Insertion Sort using Binary Search

[N.]

Insertion sort is O(N^2), but I figure I can get it in to O(N log2 N)
if the inside loop of the insertion sort is replaced with a binary
search. However, I'm having some implimentation problems...

void insertsort(int a[], int n)
{
int i, j, index;
for (i=0; i < n; i++)
{
index = a;
j=1;
while ((j > 0) && (a[j-1] > index))
{
a[j] = a[j-1];
j = j - 1;
}
a[j] = index;
}
}

The way I figure it, instead of having the inner loop iterate back
through the already sorted array (which takes N-1 in worst-case),
couldn't binary search be used to find the position that the next int
is put in, hence taking the inner loop from some function of N to some
function in log N? Anyone have any details on how to do this?

 

[Alf P. Steinbach]

Insertion sort is O(N^2), but I figure I can get it in to O(N log2 N)
if the inside loop of the insertion sort is replaced with a binary
search.

<ot>
Each insertion is O(n) and you have O(n) insertions, giving O(n^2).

void insertsort(int a[], int n)
{
int i, j, index;
for (i=0; i < n; i++)

**Data listing**

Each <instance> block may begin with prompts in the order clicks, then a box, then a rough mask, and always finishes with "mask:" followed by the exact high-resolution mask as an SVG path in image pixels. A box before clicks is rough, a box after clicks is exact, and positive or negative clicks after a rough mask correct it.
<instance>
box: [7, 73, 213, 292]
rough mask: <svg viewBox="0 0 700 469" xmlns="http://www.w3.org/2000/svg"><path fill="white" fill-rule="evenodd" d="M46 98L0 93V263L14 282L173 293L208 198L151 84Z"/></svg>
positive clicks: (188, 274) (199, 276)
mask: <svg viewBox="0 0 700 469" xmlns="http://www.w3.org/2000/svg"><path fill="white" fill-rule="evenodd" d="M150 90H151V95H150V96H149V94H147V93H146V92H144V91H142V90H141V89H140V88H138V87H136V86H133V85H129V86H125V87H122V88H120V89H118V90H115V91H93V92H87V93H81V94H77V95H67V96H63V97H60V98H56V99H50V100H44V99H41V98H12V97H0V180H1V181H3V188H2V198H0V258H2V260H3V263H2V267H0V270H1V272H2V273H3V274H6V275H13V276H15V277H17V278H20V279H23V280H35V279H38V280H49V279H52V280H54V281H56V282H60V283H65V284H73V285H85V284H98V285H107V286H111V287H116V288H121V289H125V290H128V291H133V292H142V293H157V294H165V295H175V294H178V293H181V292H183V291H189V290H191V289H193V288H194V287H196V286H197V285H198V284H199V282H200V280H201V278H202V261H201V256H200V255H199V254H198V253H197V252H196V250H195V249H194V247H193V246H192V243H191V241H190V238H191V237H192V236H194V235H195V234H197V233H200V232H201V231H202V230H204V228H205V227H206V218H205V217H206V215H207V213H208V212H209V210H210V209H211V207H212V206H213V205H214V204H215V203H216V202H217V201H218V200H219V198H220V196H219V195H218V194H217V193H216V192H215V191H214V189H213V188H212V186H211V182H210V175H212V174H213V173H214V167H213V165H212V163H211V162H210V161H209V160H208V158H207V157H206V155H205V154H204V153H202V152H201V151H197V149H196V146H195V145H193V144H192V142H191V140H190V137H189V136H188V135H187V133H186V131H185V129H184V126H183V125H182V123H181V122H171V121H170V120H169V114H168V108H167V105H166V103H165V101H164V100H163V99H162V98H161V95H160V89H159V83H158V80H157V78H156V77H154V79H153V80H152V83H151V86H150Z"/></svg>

**Task list**
1. Please repeat the insertion sort thread from "[Alf P. Steinbach]" to "insertions, giving O(n^2).", swapping "inside loop" for "inner loop".
2. Write the next part of the insertion sort thread, picking up after its last line.
The material comes from a separate source.

**Answers below**
1.
[Alf P. Steinbach]

Insertion sort is O(N^2), but I figure I can get it in to O(N log2 N)
if the inner loop of the insertion sort is replaced with a binary
search.

<ot>
Each insertion is O(n) and you have O(n) insertions, giving O(n^2).

2.
First, this loop goes one times too much.

Second, as a matter of good style, use '++i' not 'i++'.

{
index = a;

'index' is a very poor name for a value at a given index.

j=1;
while ((j > 0) && (a[j-1] > index))

What's that "j > 0" doing in there?

Why don't you use a 'for'-loop?

{
a[j] = a[j-1];

Here you copy elements upwards in the array. The first element is
going to get duplicated umpteen times.

j = j - 1;

Here you decrement 'j' which you started off at 1. Why?

}

a[j] = index;
}
}

 

[Andrey Tarasevich]

...
The way I figure it, instead of having the inner loop iterate back
through the already sorted array (which takes N-1 in worst-case),
couldn't binary search be used to find the position that the next int
is put in, hence taking the inner loop from some function of N to some
function in log N? Anyone have any details on how to do this?

It is not really about the search. It is about the insertion that follows.

While using binary search in place of direct iteration will improve the
performance of the implementation, the complexity will still remain at
O(N^2) level since the insertion itself requires O(N) time.

 

[charles8784]

Help

Using binary search on insertion sort. Can anyone please answer the following questions for me?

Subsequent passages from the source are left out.